What is expected >> Below are lines of records; copy exactly those from the one containing "box: [6, 188, 17, 209]" through the one containing "positive clicks: (172, 157)", leaving the pictures behind.

(Stored data)
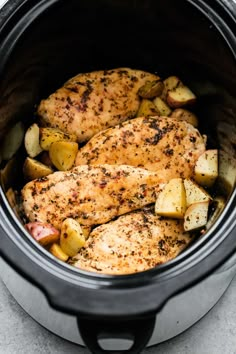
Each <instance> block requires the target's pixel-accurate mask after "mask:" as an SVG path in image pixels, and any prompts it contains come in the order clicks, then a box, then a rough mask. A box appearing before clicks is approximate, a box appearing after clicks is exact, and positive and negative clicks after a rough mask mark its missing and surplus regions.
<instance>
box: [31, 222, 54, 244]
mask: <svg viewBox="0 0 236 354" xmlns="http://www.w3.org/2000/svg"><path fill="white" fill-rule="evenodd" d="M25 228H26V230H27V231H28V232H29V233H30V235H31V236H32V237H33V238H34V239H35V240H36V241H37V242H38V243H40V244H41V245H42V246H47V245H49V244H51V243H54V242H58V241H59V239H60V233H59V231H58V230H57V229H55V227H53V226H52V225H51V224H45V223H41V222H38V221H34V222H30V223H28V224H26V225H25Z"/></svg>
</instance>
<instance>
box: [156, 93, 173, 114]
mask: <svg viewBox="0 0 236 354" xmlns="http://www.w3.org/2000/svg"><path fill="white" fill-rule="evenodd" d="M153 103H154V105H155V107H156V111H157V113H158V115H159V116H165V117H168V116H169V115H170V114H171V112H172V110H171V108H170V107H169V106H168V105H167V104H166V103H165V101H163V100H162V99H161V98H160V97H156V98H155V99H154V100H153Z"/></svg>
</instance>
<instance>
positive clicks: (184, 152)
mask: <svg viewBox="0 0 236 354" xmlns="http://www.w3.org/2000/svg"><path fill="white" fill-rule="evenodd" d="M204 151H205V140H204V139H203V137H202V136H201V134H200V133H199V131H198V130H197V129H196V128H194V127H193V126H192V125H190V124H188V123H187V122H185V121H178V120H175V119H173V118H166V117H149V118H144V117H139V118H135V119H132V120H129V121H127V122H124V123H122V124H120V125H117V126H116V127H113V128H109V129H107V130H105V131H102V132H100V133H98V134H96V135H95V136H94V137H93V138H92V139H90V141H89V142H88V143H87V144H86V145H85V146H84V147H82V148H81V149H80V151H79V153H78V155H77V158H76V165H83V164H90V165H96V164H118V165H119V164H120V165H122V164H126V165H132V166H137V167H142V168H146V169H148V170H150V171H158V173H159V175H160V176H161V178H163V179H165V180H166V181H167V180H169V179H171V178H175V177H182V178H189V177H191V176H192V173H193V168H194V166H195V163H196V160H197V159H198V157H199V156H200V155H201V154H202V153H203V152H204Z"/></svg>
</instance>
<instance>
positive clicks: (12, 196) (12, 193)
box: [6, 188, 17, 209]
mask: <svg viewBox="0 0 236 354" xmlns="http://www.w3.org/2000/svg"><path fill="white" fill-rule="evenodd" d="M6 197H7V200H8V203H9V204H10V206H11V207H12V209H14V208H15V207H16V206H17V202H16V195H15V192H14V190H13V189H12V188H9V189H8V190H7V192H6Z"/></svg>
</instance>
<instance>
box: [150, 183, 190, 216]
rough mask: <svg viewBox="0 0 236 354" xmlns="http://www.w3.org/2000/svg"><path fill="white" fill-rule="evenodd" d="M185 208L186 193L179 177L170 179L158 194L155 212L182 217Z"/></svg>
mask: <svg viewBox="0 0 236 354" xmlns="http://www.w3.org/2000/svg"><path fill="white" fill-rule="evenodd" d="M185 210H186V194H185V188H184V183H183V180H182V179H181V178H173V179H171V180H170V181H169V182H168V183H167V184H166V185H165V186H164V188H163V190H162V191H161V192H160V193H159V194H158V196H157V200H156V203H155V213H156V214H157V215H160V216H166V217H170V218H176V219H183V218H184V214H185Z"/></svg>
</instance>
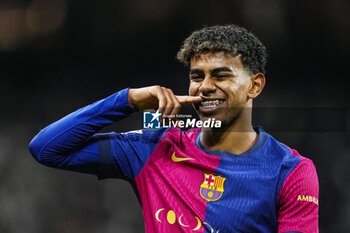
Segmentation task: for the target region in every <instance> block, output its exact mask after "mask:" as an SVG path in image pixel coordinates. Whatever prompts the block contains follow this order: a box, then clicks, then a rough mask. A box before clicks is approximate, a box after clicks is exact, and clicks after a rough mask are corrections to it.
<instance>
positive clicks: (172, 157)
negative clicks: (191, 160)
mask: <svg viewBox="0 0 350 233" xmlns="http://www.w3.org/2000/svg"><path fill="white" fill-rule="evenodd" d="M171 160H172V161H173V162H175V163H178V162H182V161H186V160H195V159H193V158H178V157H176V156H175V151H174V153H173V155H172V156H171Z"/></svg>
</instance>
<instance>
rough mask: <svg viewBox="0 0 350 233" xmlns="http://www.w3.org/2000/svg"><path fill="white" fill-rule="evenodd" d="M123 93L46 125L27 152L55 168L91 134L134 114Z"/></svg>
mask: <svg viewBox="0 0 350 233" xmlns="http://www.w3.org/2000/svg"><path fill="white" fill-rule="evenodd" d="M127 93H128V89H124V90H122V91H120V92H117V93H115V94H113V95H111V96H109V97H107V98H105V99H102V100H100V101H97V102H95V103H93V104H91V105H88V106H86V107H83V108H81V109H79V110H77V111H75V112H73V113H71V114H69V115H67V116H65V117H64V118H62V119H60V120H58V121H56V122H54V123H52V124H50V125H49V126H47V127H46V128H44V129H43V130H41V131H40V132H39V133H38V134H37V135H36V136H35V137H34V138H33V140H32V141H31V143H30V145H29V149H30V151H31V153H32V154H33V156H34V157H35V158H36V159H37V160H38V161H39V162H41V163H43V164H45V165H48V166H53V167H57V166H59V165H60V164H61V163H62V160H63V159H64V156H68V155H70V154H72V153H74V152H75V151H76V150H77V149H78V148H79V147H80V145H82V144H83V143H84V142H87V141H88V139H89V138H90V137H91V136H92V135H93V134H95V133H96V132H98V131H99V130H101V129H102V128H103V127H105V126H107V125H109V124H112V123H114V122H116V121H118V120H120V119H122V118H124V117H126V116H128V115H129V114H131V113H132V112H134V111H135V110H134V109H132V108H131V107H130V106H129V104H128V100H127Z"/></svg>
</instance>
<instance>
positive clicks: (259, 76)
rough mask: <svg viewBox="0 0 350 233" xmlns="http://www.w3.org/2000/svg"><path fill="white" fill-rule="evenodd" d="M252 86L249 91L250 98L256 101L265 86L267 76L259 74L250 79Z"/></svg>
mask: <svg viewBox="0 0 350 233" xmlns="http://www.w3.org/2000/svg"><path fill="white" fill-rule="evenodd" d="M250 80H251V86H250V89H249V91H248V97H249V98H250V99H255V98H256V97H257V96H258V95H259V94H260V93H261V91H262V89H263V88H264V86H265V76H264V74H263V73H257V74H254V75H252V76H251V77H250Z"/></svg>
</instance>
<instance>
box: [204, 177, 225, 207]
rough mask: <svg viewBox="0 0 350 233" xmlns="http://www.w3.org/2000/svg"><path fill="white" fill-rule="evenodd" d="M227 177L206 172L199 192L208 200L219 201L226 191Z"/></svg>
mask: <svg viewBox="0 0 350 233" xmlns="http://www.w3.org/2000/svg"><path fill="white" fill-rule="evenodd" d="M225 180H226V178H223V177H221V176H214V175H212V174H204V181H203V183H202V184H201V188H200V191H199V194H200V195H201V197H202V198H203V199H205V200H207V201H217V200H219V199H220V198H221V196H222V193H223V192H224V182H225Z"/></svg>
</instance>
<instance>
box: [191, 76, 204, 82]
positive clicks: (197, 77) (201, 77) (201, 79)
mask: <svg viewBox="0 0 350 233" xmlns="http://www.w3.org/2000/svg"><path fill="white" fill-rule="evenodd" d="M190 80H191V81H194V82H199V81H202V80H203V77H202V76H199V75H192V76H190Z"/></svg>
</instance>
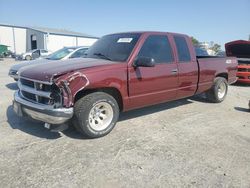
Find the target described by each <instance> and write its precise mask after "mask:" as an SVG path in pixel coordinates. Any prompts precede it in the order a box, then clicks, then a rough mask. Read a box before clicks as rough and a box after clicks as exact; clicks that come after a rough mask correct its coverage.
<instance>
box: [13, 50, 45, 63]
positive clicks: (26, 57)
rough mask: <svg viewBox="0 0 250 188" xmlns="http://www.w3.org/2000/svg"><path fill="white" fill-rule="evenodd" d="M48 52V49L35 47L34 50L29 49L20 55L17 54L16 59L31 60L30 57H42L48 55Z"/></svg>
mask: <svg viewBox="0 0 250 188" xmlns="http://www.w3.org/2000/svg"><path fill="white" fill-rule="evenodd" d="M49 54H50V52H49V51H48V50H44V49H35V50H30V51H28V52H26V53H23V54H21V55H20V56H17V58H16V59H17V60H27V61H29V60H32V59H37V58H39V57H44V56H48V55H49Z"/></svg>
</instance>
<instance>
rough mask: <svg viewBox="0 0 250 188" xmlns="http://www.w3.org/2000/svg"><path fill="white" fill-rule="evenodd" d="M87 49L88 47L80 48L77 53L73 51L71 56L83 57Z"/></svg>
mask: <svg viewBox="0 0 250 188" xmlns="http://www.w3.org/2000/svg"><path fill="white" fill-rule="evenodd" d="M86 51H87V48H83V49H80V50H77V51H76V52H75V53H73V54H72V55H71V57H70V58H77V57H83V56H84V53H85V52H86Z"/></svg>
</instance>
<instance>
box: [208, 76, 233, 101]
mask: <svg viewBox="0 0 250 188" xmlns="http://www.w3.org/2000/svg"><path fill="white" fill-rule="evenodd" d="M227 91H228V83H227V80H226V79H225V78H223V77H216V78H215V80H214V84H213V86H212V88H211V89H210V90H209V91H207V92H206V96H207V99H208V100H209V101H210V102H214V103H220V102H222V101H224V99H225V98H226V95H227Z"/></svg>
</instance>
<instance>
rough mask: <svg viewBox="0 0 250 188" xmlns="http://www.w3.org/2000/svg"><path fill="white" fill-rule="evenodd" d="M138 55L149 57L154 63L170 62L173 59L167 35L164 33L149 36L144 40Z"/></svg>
--
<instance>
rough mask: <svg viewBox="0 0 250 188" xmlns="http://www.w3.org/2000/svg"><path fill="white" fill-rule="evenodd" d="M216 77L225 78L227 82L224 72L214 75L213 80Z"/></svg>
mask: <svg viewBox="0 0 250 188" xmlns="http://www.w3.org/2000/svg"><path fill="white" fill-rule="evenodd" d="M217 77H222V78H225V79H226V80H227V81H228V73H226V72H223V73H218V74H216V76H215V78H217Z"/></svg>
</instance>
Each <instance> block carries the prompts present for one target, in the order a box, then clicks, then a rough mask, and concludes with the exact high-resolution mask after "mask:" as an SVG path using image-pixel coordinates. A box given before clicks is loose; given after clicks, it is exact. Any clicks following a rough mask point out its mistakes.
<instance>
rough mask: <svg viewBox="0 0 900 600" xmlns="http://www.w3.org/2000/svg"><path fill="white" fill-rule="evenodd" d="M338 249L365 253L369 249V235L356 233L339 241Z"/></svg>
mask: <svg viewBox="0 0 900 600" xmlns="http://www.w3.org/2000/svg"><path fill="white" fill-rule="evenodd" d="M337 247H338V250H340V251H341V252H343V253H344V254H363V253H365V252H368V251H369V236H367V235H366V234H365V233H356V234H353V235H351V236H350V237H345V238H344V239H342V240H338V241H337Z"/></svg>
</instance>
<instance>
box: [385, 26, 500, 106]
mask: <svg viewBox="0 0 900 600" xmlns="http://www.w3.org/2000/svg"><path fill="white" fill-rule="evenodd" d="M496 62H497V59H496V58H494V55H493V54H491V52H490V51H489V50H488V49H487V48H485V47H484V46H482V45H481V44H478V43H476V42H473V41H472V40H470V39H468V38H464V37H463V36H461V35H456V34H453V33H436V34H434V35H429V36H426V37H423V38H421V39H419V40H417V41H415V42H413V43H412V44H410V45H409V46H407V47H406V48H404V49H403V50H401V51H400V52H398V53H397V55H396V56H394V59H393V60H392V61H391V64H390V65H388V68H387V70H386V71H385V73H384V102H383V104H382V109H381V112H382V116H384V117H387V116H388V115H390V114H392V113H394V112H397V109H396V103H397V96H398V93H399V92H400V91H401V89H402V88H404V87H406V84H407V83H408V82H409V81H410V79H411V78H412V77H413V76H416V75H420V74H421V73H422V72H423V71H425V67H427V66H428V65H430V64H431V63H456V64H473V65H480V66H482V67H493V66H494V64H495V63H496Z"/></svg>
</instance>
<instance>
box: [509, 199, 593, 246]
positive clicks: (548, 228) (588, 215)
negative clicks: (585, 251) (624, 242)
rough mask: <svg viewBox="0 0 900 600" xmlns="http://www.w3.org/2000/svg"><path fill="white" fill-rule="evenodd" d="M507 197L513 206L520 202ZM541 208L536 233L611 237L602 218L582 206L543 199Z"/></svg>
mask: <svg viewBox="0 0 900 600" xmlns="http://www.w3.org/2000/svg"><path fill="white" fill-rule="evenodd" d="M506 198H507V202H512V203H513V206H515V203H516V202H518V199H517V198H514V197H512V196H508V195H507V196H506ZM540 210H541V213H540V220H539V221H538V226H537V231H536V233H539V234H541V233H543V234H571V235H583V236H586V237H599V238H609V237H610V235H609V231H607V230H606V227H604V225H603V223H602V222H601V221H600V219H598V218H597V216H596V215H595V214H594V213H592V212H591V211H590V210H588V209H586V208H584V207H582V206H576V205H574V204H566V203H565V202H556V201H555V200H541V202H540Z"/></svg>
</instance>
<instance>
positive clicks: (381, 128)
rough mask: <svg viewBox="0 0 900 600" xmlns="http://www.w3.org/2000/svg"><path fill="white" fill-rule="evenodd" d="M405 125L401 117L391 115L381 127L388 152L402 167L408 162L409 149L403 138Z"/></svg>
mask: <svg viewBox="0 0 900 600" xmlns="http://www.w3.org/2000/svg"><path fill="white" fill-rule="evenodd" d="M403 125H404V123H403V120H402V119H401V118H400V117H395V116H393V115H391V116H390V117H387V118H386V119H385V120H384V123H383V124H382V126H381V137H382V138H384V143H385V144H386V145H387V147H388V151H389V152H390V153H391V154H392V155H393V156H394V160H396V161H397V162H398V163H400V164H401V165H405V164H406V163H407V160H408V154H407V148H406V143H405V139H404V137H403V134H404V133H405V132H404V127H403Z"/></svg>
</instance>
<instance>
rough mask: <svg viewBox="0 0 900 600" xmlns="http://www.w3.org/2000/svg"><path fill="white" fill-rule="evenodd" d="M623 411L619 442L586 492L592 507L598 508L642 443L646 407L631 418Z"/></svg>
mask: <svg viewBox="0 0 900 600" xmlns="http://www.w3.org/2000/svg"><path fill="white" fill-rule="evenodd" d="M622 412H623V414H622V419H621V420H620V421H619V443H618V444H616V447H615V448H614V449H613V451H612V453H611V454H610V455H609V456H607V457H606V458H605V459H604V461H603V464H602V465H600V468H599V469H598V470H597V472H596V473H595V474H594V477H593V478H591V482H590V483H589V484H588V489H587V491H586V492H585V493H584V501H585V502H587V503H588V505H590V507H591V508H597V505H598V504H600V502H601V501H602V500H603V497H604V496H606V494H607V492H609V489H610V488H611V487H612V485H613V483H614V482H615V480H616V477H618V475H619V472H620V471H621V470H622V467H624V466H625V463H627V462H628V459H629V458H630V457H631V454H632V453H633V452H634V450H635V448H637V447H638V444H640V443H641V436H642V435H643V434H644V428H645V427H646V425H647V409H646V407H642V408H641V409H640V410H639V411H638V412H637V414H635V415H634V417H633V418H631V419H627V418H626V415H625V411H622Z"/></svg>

Output below >>
box: [6, 188, 17, 209]
mask: <svg viewBox="0 0 236 354" xmlns="http://www.w3.org/2000/svg"><path fill="white" fill-rule="evenodd" d="M6 197H7V200H8V203H9V204H10V206H11V207H12V209H14V208H15V207H16V206H17V202H16V195H15V192H14V190H13V189H12V188H9V189H8V190H7V192H6Z"/></svg>
</instance>
<instance>
box: [150, 183, 190, 216]
rough mask: <svg viewBox="0 0 236 354" xmlns="http://www.w3.org/2000/svg"><path fill="white" fill-rule="evenodd" d="M185 208L186 193L179 177L170 179L158 194L155 212L182 217Z"/></svg>
mask: <svg viewBox="0 0 236 354" xmlns="http://www.w3.org/2000/svg"><path fill="white" fill-rule="evenodd" d="M185 210H186V194H185V188H184V183H183V180H182V179H181V178H173V179H171V180H170V181H169V182H168V183H167V184H166V185H165V186H164V188H163V190H162V191H161V192H160V193H159V194H158V196H157V200H156V203H155V213H156V214H157V215H160V216H166V217H170V218H176V219H183V218H184V214H185Z"/></svg>
</instance>
Segmentation task: for the target region in every <instance> block, output its exact mask after "mask:" as an SVG path in image pixel coordinates. Whatever prompts the block contains follow this order: a box, then clicks, then a rough mask. A box before clicks is approximate, a box after clicks is exact, and clicks after a rough mask are corrections to it.
<instance>
positive clicks: (172, 157)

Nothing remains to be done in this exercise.